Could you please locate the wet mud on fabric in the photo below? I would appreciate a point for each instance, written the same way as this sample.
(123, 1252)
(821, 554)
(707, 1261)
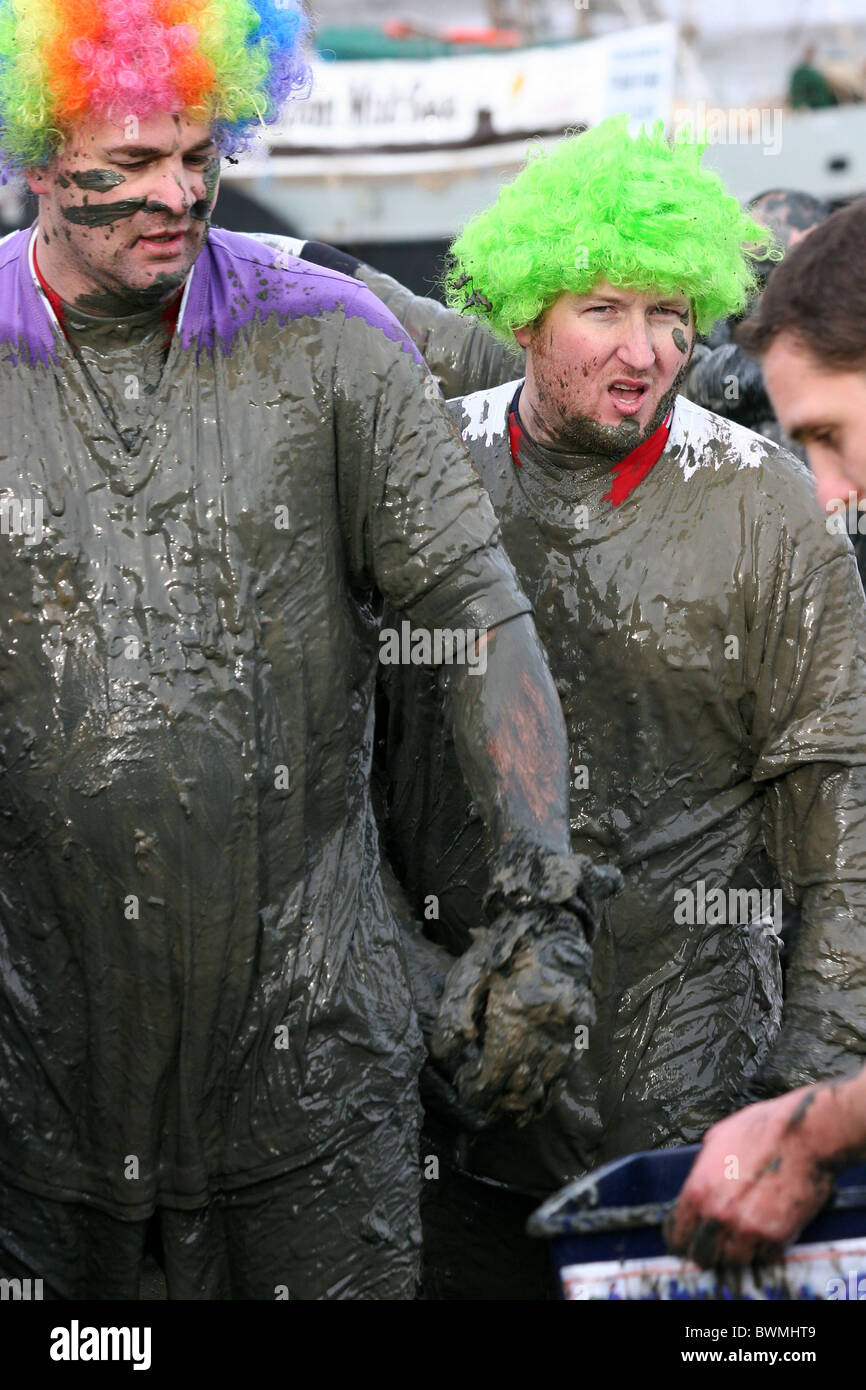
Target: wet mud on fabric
(706, 638)
(189, 858)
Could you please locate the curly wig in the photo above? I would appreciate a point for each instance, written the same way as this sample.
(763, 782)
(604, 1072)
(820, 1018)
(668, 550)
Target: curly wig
(635, 210)
(231, 63)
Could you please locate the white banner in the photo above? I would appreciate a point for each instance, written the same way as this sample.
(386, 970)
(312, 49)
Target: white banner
(437, 100)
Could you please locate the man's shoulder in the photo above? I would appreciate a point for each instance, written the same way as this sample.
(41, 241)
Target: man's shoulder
(704, 442)
(483, 417)
(740, 469)
(271, 278)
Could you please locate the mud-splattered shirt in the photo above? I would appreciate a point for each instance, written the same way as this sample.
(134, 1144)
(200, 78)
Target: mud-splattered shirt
(202, 984)
(708, 641)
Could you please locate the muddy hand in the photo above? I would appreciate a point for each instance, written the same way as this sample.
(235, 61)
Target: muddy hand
(755, 1183)
(515, 1007)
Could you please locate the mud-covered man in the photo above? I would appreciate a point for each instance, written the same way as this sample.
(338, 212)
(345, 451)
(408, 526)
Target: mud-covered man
(206, 1019)
(809, 337)
(706, 635)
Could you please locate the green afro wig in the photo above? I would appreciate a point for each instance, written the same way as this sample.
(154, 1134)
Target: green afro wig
(634, 210)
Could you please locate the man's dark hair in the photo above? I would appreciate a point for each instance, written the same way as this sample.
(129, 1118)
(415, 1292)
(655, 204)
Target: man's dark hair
(818, 293)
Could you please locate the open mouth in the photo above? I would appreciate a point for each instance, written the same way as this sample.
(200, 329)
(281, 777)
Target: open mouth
(627, 395)
(164, 241)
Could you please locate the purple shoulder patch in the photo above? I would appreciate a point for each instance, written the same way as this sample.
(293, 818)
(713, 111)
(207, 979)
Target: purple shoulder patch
(238, 280)
(25, 323)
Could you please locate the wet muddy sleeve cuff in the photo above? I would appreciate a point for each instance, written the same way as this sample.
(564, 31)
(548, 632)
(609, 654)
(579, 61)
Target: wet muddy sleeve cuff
(480, 594)
(526, 877)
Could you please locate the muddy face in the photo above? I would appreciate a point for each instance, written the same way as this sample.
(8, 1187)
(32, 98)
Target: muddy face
(603, 369)
(822, 409)
(124, 210)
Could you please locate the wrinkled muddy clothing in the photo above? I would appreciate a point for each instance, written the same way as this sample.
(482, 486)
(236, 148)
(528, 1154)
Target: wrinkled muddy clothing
(458, 348)
(327, 1230)
(708, 641)
(203, 986)
(723, 378)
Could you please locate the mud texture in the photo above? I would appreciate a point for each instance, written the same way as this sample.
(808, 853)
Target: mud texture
(708, 642)
(459, 350)
(95, 181)
(200, 966)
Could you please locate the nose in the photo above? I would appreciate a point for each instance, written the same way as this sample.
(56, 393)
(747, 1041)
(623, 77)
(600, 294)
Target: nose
(831, 484)
(635, 349)
(175, 189)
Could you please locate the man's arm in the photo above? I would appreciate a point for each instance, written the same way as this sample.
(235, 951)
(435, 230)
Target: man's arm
(786, 1154)
(458, 348)
(806, 676)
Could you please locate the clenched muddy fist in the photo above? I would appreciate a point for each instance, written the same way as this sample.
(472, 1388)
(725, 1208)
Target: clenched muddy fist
(517, 1005)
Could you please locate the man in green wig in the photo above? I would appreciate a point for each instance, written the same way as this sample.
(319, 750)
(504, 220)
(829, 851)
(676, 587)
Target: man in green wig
(706, 635)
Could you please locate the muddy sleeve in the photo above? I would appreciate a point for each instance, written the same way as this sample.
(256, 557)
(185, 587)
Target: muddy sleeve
(459, 350)
(808, 653)
(417, 524)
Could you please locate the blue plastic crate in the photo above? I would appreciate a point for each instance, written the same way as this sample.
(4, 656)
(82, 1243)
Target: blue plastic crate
(606, 1232)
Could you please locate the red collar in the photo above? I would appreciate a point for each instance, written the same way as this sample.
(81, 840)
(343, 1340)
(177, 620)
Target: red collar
(627, 473)
(170, 313)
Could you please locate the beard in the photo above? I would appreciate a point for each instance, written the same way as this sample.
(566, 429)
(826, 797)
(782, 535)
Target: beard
(583, 434)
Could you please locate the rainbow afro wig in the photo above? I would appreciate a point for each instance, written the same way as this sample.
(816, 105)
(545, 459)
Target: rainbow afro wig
(231, 63)
(634, 210)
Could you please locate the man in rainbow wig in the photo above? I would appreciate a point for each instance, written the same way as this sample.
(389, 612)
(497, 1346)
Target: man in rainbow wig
(708, 640)
(214, 462)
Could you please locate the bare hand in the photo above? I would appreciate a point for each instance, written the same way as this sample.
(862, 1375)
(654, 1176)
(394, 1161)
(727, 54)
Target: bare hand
(756, 1182)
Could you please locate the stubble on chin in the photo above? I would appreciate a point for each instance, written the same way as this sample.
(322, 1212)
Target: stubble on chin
(584, 434)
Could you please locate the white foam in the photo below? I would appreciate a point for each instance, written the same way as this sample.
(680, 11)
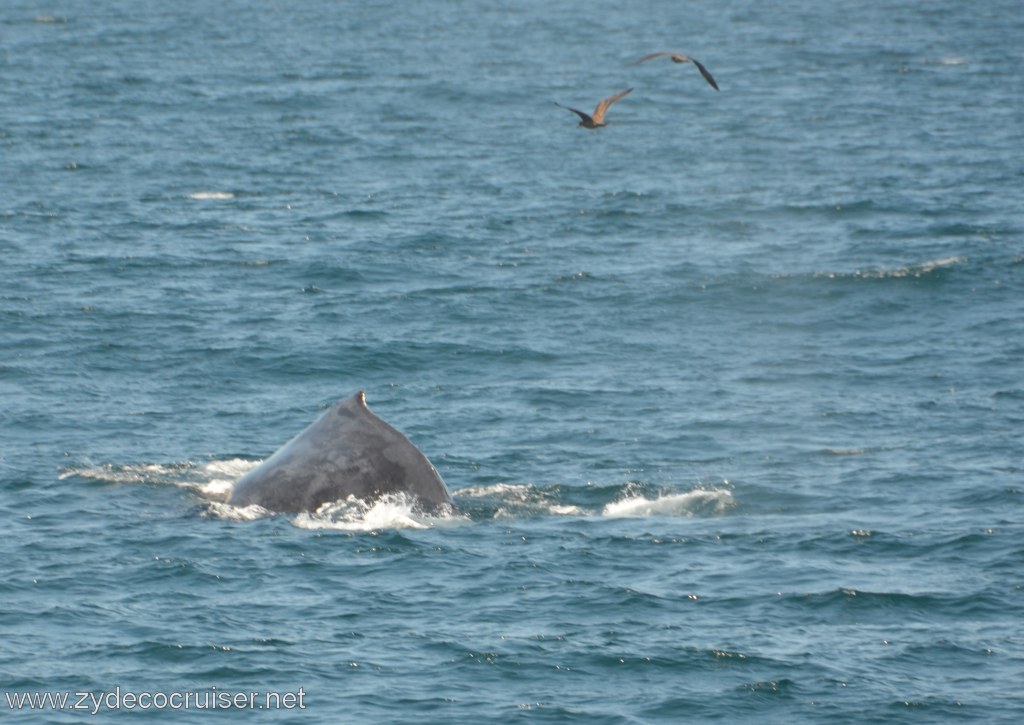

--- PROBLEM DETAILS ---
Write out all of the records above. Keep them exact and leave out the pictures.

--- ANSWER SPACE ---
Could you please locate the wet mud on fabric in the photo below? I would appreciate a point for each instance, written the same way as this sample.
(123, 1252)
(821, 554)
(707, 1261)
Target: wet mud on fabric
(706, 638)
(189, 858)
Could you please locate the curly wig in the photo above? I would appreciate a point for each instance, written the same way as this sample.
(763, 782)
(604, 1072)
(820, 1018)
(668, 550)
Target: curly wig
(635, 210)
(231, 63)
Could you please locate the white banner in the photo above? I would appreciate a point for each instance, written the same way as this sample.
(386, 970)
(312, 49)
Target: white banner
(437, 100)
Could you please locate the man's shoulder in the photo above? I would appreciate a point for each instance, written the same way as this sample.
(41, 241)
Target: man's shoulder
(704, 442)
(483, 417)
(740, 469)
(271, 278)
Could you please locate the mud-splattered shirt in the photo above? I would appreciate a point for each instance, written the same way as this sample.
(134, 1144)
(200, 78)
Target: mud-splattered shirt
(202, 984)
(708, 641)
Could you please locate the muddy hand in the photo above? I would appreciate a point for each instance, written the same way as this sample.
(235, 61)
Target: muddy hand
(755, 1183)
(515, 1007)
Could you please locate the mud-covered man in the photo above? I would appreciate a point for each instance, written the same way as this sample.
(338, 212)
(345, 451)
(408, 526)
Target: mud-covered man
(206, 1019)
(809, 337)
(706, 635)
Could you please locate the green afro wig in the photo above? I would appreciate a point for each instance, written the same way as this sample.
(154, 1134)
Target: green afro wig
(634, 210)
Could you please locate the man's dark hair in the photo above? I would appreciate a point for each instance, written the same way as this sample.
(129, 1118)
(415, 1292)
(655, 204)
Target: man's dark hair
(818, 293)
Could you please locate the open mouth in the photo above? I would appreciate a point for each instance, written the same way as this sample.
(200, 329)
(281, 777)
Target: open mouth
(627, 395)
(164, 241)
Could you please locate the purple shoulder patch in the photo above? I would appreciate a point for each instance, written the same way as this sample.
(293, 818)
(713, 111)
(207, 979)
Target: purple shoulder patch
(238, 280)
(25, 323)
Could you please locate the wet muddy sleeve cuff in the photo above? I would appreciate a point for each instance, written the same way as this sample.
(564, 31)
(548, 632)
(609, 654)
(579, 61)
Target: wet muddy sleeve cuff
(480, 594)
(526, 877)
Could you please locate the muddy face in the photo above? I would appreciate a point for each instance, written the same way as this sample.
(8, 1187)
(32, 98)
Target: muddy face
(603, 369)
(822, 409)
(124, 210)
Could you please locate the wrinkled muddy clothing in the photo above? I would appreciate a point for each instance, written the same way as this sample.
(482, 486)
(236, 148)
(528, 1154)
Target: wrinkled muddy clothing
(458, 348)
(327, 1230)
(708, 641)
(203, 986)
(723, 378)
Could you please locate the mud texture in the photo above? I would appreciate a point for each instance, written the same way as this sample.
(808, 853)
Target: mud texture
(708, 642)
(459, 350)
(95, 181)
(200, 966)
Could you please locate the nose in the photo above? I would appreciate a point for each instance, written the same way as this sample.
(56, 393)
(747, 1041)
(623, 77)
(600, 294)
Target: nose
(831, 484)
(635, 349)
(175, 189)
Could you please locate the man's arm in the photo above? I would appreciate a point for each instance, written the same way as this sample.
(235, 951)
(435, 230)
Target: man's arm
(786, 1154)
(458, 348)
(806, 676)
Could you please locate the clenched muddy fist in the photo above? I would appreciate a point for each instance, written the same way as this sample.
(472, 1388)
(725, 1208)
Target: clenched muddy fist
(517, 1005)
Could you please locate the man in green wig in the photo above? I would appreciate a point for each instance, written the same way as this sample.
(319, 750)
(504, 220)
(829, 851)
(676, 587)
Target: man in green wig
(706, 635)
Could you please locate the muddy sleeve in the photo above? I would appreciate a point for each instance, written the same way as this sample.
(256, 557)
(185, 587)
Target: muddy sleeve
(459, 350)
(808, 653)
(417, 524)
Could you please locate the blue plastic crate in the photo above? I would appreciate a point for each instance, written the same way as this sample.
(4, 656)
(82, 1243)
Target: blue plastic crate
(606, 1232)
Could you please locate the red collar in the photo above? I would appreciate a point for each instance, written the same way as this sample.
(81, 840)
(343, 1340)
(177, 620)
Target: red collar
(627, 473)
(170, 313)
Could you please locate the beard in the photo above? I would appreciate a point for each instance, written the same way as this sample.
(566, 429)
(826, 797)
(782, 535)
Target: beard
(583, 434)
Could you please locate the rainbow afro wig in the photo above? I would appreciate a point for each instance, written the same way as this sample.
(816, 105)
(545, 459)
Target: rainbow afro wig
(231, 63)
(634, 210)
Could you please locate the man in rainbow wig in the photo above? I would appreciate a point for each instance, written the same way as this sample.
(389, 612)
(497, 1346)
Target: man in rainbow wig
(708, 640)
(214, 462)
Could you please locate the bare hand in the photo above? I would appreciate a point for each instance, written the same way as this sample.
(862, 1375)
(654, 1176)
(394, 1161)
(727, 54)
Target: bare hand
(756, 1182)
Could you please locate the stubble on chin in the photo above? I would appreciate a point for each instance, written the same way as this sample.
(322, 1212)
Target: stubble on chin
(584, 434)
Could you please locate the white foam in the photo below? I would appreciate a point for each instance, written the same way as this sample.
(680, 11)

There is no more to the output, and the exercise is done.